====== Excerpted text ======

On Wed, Jul 21, 2010 at 2:42 AM, Daniel Kinzler daniel@brightbyte.dewrote:
- The first three author names separated by slashes
why not separate by pluses? they don't form part of names either, and don't cause problems with wiki page titles.
I like this... however, how would you represent this in a URL? Also note that using plusses in page names don't work with all server configurations, since plus has a special meaning in URLs.
- Some or all of the date. For instance, if there is only one source by
this set of authors that year, we can just use YYYY. However, once
another
source by those set of authors is added, the key should change to
MMDDYYYY
or similar.
I don't think it is a good idea to change one key as a function of updates on another, except for a generic disambiguation tag.
I agree. And if you *have* to use the full date, use YYYYMMDD, not the other way around, please.
Since the slashes are somewhat cumbersome, perhaps we can not make them mandatory, but similarly use them only when they are necessary in order
to
"escape" a name. In the case that one of the authors does not have a
slash
in their name - the dominant case - we can stick to the easily legible
and
niecly compact CamelCase format.
Example keys generated by this algorithm:
KangHsuKrajbichEtAl2009
Kang+Hsu+Krajbich+2009+the+wick+in or Kang+Hsu+Krajbich+2009+twi
Both seem good, though i would suggest to form a convention to ignore any leading "the" and "a", to a more distinctive 3 word suffix.
Of course, it does not have to be _exactly_ three authors, nor three words from the title, and it does not solve the John Smith (or Zheng Wang) problem.

====== Listed entries ======

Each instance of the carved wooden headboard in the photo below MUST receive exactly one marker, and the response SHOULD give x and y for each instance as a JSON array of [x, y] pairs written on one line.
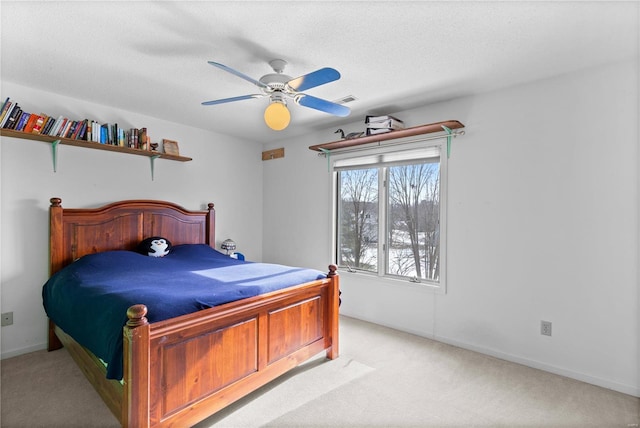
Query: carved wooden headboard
[[74, 232]]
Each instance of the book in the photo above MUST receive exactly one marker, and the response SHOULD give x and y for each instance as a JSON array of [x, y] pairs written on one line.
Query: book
[[13, 117], [47, 126], [12, 107], [22, 121], [5, 107], [40, 120]]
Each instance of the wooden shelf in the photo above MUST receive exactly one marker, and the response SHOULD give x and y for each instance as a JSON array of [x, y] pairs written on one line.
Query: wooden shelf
[[91, 145], [392, 135]]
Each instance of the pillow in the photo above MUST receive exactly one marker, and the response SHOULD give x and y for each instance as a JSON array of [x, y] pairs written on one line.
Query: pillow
[[156, 246]]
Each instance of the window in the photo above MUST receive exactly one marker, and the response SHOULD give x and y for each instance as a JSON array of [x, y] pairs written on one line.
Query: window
[[390, 214]]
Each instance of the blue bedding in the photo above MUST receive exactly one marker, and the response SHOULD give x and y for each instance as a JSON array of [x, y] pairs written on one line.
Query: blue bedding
[[89, 298]]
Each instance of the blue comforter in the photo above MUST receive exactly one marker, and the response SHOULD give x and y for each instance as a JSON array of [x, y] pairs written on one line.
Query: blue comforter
[[89, 298]]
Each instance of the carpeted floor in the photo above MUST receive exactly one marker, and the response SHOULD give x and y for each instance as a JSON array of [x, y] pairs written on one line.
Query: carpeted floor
[[383, 378]]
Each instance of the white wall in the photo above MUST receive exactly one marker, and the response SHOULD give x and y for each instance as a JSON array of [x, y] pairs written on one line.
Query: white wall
[[543, 225], [224, 171]]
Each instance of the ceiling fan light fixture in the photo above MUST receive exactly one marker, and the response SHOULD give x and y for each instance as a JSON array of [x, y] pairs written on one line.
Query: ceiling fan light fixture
[[277, 115]]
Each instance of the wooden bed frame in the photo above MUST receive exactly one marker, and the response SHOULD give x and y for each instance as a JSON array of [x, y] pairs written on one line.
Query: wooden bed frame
[[179, 371]]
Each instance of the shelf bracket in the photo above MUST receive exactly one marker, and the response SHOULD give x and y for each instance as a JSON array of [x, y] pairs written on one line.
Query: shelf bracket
[[152, 159], [448, 131], [54, 154], [327, 153]]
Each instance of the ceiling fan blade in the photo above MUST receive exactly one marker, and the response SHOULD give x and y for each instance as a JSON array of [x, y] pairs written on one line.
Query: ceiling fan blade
[[239, 74], [313, 79], [322, 105], [232, 99]]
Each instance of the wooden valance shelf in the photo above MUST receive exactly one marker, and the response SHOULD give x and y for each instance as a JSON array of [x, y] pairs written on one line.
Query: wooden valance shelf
[[91, 145], [392, 135]]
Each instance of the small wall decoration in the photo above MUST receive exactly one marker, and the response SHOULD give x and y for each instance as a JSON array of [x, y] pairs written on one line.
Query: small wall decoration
[[170, 147]]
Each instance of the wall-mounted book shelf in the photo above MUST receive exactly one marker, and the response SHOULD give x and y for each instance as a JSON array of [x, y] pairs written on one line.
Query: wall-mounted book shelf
[[54, 141], [91, 145], [391, 135]]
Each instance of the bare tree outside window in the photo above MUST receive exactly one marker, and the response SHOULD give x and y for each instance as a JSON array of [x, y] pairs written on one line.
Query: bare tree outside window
[[413, 215], [358, 224], [409, 237]]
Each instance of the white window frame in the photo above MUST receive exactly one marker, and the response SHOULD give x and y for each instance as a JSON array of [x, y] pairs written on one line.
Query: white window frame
[[375, 157]]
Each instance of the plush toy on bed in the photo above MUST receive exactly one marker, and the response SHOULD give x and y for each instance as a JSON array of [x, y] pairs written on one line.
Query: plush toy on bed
[[155, 246]]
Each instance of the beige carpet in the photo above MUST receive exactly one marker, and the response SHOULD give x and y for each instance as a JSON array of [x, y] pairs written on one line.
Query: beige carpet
[[383, 378]]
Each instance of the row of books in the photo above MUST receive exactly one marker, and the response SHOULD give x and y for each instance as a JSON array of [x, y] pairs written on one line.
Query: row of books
[[382, 124], [13, 117]]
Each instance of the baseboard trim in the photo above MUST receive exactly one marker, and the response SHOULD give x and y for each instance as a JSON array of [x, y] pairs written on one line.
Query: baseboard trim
[[582, 377], [16, 352]]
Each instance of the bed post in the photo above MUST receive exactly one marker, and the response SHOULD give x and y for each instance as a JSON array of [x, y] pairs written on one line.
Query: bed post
[[334, 304], [136, 393], [55, 257], [211, 226]]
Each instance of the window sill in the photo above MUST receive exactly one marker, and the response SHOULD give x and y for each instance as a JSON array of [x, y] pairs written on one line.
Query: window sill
[[391, 281]]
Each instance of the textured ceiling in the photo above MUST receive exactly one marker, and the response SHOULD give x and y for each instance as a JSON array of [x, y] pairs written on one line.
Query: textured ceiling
[[151, 57]]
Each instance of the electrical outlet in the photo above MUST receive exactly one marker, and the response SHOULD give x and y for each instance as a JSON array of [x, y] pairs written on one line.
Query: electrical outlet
[[7, 318], [545, 328]]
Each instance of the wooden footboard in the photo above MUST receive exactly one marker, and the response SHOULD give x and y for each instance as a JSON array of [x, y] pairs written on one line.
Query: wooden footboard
[[179, 371], [182, 370]]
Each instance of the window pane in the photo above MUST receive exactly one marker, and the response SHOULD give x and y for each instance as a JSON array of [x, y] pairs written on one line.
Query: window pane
[[358, 219], [414, 221]]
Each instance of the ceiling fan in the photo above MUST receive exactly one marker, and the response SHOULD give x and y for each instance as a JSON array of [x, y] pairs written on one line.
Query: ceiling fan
[[279, 87]]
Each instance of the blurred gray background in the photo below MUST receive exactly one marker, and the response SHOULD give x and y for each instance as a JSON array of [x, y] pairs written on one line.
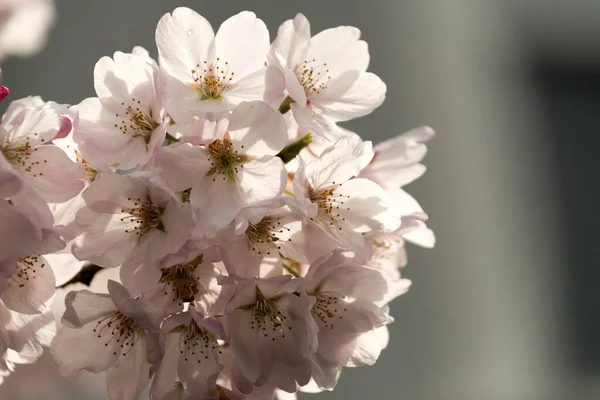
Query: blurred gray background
[[507, 306]]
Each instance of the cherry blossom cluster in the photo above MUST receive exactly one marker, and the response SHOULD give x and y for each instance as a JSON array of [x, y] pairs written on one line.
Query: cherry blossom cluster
[[258, 243]]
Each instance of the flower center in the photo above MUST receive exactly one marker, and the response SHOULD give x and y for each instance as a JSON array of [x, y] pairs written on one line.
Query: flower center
[[331, 205], [20, 155], [263, 237], [197, 342], [224, 160], [181, 281], [267, 318], [144, 216], [211, 79], [312, 76], [118, 328], [136, 122]]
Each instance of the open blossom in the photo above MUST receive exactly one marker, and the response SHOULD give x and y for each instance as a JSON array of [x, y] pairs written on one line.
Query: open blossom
[[26, 127], [344, 207], [349, 301], [325, 75], [26, 284], [36, 15], [27, 225], [248, 246], [396, 161], [186, 277], [235, 169], [275, 230], [191, 356], [131, 220], [272, 333], [126, 123], [105, 333], [206, 72]]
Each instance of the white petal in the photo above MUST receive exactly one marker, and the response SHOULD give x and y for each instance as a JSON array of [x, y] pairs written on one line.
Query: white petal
[[292, 41], [129, 376], [367, 206], [75, 349], [183, 40], [53, 175], [243, 42], [312, 119], [29, 333], [30, 286], [339, 162], [258, 128], [10, 181], [255, 86], [64, 265], [181, 165], [83, 306], [262, 178], [341, 49], [105, 241]]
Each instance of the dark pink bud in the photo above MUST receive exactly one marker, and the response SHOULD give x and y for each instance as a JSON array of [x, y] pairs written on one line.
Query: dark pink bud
[[65, 127], [4, 92]]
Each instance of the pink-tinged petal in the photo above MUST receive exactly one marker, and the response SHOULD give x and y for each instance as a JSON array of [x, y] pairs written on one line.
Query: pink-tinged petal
[[29, 334], [10, 180], [66, 126], [83, 307], [339, 162], [309, 244], [182, 102], [21, 235], [163, 382], [367, 206], [124, 77], [351, 95], [4, 92], [396, 161], [53, 175], [341, 50], [77, 349], [105, 241], [275, 83], [368, 347], [262, 178], [31, 121], [257, 129], [199, 374], [183, 41], [245, 346], [295, 89], [181, 165], [243, 42], [130, 374], [216, 203], [30, 286], [423, 237], [138, 274], [291, 44], [64, 265]]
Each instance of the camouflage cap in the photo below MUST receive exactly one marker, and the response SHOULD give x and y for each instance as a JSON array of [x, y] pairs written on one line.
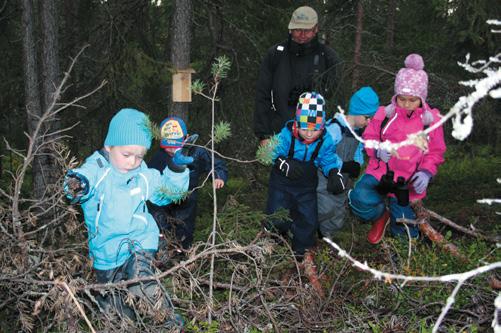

======

— Task requirements —
A - List every example key given in the key-naming thread.
B - Using the key-naming thread, answer:
(i) According to the thread, why don't plusses in page names work with all server configurations?
(ii) If the full date has to be used, which format does one reply request?
(iii) Which leading words does the thread suggest ignoring when forming a title suffix?
The lines come from a separate source and are unrelated to the key-naming thread.

— Answers below —
A -
KangHsuKrajbichEtAl2009
Kang+Hsu+Krajbich+2009+the+wick+in
Kang+Hsu+Krajbich+2009+twi

B -
(i) Plus has a special meaning in URLs.
(ii) YYYYMMDD.
(iii) "the" and "a".